EXERCISE AIM: Collect every line of the material below that contains the string "patch".

MATERIAL FOR THIS EXERCISE:
Begin

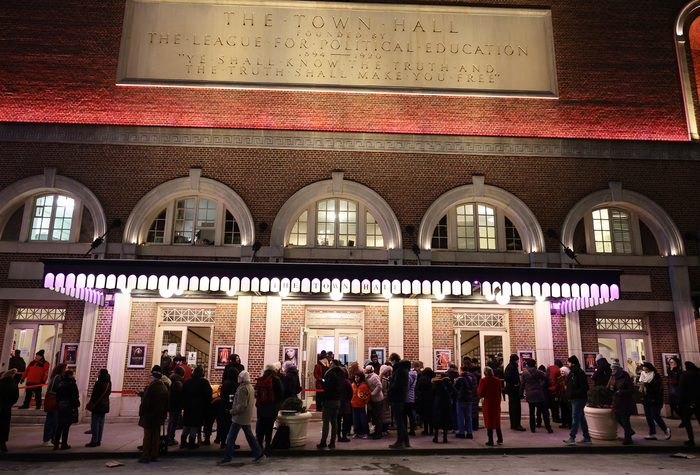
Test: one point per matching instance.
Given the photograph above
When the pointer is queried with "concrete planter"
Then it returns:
(297, 424)
(601, 424)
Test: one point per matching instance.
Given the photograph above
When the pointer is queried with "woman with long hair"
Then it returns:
(51, 422)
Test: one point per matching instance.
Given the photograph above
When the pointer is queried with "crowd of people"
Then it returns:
(359, 402)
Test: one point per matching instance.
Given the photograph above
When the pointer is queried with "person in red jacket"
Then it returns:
(490, 389)
(37, 373)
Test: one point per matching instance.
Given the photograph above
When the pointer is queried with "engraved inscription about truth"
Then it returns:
(339, 46)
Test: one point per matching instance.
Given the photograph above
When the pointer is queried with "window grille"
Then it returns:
(479, 320)
(336, 318)
(54, 314)
(187, 315)
(620, 324)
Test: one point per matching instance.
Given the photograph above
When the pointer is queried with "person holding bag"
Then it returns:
(99, 406)
(51, 404)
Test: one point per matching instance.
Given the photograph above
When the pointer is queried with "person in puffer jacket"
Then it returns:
(376, 402)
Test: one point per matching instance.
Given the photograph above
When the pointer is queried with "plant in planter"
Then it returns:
(293, 405)
(293, 415)
(598, 411)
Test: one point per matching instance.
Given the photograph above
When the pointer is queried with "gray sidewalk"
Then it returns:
(121, 439)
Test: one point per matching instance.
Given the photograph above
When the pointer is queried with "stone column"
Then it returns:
(425, 332)
(573, 335)
(544, 346)
(85, 350)
(118, 346)
(395, 327)
(683, 309)
(242, 344)
(273, 324)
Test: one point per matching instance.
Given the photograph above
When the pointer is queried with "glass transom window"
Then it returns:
(336, 223)
(611, 231)
(52, 219)
(194, 221)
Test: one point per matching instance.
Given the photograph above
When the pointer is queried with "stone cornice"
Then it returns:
(346, 141)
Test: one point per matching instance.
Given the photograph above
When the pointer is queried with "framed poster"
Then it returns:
(589, 361)
(442, 360)
(380, 352)
(137, 356)
(69, 353)
(291, 353)
(222, 354)
(522, 356)
(667, 361)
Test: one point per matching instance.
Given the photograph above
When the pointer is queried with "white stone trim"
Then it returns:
(668, 237)
(507, 203)
(22, 190)
(335, 188)
(160, 197)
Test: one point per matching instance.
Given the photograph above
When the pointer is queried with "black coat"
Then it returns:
(175, 393)
(291, 383)
(443, 393)
(102, 389)
(398, 384)
(331, 387)
(196, 399)
(68, 399)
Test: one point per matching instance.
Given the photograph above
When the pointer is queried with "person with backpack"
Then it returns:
(242, 415)
(36, 374)
(269, 399)
(360, 398)
(196, 397)
(465, 385)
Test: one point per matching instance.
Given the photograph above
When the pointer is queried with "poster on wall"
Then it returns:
(667, 361)
(69, 353)
(137, 356)
(222, 355)
(522, 356)
(379, 352)
(291, 354)
(442, 360)
(589, 361)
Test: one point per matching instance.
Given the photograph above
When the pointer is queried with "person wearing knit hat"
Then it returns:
(270, 392)
(623, 398)
(36, 374)
(196, 400)
(99, 401)
(512, 380)
(577, 393)
(9, 394)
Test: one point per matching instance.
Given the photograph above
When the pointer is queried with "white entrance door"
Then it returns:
(632, 349)
(192, 342)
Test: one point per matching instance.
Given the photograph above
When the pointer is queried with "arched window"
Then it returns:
(62, 212)
(620, 222)
(336, 223)
(475, 226)
(195, 221)
(178, 213)
(611, 231)
(336, 214)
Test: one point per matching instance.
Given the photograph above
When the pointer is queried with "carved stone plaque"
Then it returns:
(425, 49)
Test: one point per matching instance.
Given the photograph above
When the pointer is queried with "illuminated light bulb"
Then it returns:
(336, 295)
(166, 293)
(502, 298)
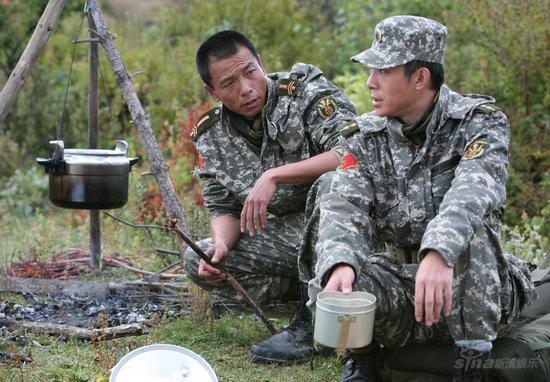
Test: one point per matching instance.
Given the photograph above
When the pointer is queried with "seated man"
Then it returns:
(260, 151)
(426, 173)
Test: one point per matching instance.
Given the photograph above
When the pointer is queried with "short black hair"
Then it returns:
(218, 46)
(437, 74)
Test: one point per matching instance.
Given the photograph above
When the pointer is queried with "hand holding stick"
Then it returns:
(230, 278)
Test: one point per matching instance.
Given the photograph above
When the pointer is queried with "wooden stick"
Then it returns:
(15, 357)
(160, 170)
(268, 324)
(135, 225)
(80, 333)
(19, 75)
(107, 260)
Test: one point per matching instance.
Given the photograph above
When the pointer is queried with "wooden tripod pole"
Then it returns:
(159, 169)
(19, 75)
(93, 139)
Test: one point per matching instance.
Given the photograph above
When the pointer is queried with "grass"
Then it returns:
(224, 343)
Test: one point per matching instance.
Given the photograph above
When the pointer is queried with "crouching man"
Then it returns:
(260, 151)
(425, 172)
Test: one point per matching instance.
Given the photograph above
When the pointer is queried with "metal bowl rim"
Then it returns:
(179, 349)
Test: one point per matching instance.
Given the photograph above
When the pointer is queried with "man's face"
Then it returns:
(393, 95)
(239, 82)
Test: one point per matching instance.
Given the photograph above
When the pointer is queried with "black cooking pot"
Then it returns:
(88, 178)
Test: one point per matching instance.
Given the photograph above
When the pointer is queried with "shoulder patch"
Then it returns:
(475, 150)
(326, 106)
(205, 121)
(288, 87)
(488, 108)
(349, 128)
(348, 161)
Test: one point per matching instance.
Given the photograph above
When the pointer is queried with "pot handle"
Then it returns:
(53, 166)
(133, 161)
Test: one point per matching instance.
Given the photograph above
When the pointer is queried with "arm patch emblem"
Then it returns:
(348, 161)
(326, 107)
(475, 150)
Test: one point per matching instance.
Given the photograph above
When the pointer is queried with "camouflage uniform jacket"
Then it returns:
(417, 197)
(300, 120)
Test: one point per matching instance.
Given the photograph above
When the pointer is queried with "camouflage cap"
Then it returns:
(401, 39)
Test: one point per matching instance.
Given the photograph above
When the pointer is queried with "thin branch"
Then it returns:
(268, 324)
(114, 262)
(167, 251)
(135, 225)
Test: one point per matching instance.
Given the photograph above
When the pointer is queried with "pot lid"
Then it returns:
(162, 363)
(93, 162)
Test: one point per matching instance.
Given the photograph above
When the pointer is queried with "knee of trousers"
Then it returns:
(191, 259)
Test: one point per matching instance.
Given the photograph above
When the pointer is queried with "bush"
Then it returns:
(25, 191)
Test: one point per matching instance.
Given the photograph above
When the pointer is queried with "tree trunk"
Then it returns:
(159, 169)
(19, 75)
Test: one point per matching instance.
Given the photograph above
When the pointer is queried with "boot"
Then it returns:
(361, 365)
(293, 344)
(470, 360)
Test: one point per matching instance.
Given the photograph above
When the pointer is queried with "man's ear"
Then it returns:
(261, 63)
(211, 92)
(423, 78)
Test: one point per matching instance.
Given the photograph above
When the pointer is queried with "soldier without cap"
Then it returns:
(426, 173)
(260, 151)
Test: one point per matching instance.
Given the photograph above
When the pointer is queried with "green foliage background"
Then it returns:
(497, 48)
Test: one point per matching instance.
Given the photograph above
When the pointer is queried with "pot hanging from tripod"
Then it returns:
(88, 178)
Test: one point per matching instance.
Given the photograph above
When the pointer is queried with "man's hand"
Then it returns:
(433, 289)
(341, 279)
(218, 255)
(254, 211)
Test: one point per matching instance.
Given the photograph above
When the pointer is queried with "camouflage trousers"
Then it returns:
(265, 264)
(490, 289)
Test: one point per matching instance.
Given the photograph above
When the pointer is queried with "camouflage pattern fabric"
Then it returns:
(300, 120)
(296, 128)
(401, 39)
(264, 265)
(448, 195)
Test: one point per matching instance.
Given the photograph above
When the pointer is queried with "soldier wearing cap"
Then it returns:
(260, 150)
(425, 172)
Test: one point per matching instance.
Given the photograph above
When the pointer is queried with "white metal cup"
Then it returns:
(344, 321)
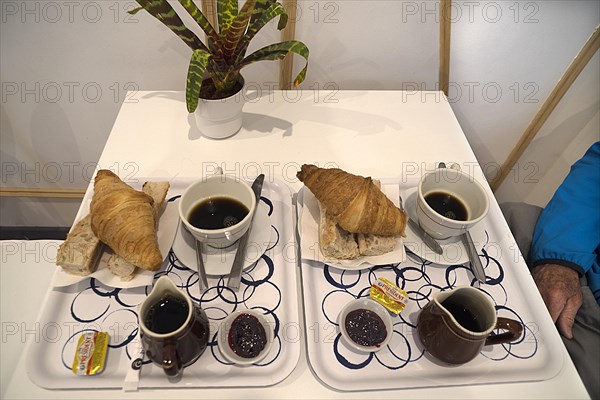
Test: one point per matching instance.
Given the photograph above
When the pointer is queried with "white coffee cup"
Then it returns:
(441, 224)
(214, 187)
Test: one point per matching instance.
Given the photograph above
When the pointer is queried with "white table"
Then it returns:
(389, 134)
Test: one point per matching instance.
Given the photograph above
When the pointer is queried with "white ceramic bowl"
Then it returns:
(462, 186)
(370, 305)
(217, 186)
(223, 342)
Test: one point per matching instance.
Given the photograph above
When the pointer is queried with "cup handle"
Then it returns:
(513, 329)
(171, 362)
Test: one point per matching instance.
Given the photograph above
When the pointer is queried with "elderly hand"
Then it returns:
(561, 291)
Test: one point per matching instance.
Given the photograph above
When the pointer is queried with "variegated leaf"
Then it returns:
(162, 10)
(227, 10)
(264, 16)
(195, 75)
(237, 30)
(278, 51)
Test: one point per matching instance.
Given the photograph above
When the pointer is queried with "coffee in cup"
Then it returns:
(450, 202)
(457, 324)
(217, 210)
(174, 331)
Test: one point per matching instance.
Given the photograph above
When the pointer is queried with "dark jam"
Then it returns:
(365, 327)
(247, 336)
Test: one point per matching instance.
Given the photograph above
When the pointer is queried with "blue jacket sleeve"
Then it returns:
(568, 230)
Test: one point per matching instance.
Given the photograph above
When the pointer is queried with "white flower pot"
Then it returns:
(219, 119)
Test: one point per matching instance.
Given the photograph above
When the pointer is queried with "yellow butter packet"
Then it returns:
(90, 354)
(389, 295)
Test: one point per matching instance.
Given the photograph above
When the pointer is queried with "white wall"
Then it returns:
(65, 67)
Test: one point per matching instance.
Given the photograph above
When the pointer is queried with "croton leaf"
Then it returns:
(227, 10)
(196, 70)
(278, 51)
(237, 30)
(162, 10)
(264, 15)
(201, 19)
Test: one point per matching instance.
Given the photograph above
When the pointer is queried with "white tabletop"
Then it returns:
(387, 134)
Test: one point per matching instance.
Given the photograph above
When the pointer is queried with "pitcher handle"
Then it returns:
(513, 329)
(171, 362)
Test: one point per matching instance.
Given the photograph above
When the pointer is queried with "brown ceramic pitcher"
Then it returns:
(456, 325)
(174, 330)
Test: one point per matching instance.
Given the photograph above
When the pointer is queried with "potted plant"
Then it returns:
(213, 76)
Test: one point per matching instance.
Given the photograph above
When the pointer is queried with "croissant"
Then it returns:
(124, 219)
(356, 204)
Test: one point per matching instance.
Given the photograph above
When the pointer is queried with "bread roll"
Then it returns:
(79, 253)
(125, 220)
(354, 202)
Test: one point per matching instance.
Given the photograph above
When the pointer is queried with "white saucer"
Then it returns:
(454, 251)
(219, 261)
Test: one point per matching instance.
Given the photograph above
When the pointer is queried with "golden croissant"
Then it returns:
(124, 219)
(354, 202)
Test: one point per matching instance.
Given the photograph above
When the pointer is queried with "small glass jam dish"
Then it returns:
(245, 337)
(365, 325)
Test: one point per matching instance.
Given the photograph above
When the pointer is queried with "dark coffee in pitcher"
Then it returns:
(167, 315)
(465, 318)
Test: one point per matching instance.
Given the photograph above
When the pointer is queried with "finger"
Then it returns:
(555, 305)
(566, 319)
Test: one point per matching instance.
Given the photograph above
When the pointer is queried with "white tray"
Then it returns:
(269, 286)
(403, 363)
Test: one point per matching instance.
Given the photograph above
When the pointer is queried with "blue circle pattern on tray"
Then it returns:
(217, 301)
(413, 273)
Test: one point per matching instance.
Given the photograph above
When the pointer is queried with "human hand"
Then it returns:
(561, 291)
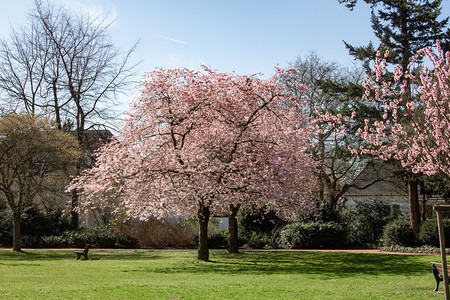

End

SOLUTION FOR THIS EXERCISE:
When the pointer is queried with "shoulder patch"
When the pointer is queried with "arm patch emblem"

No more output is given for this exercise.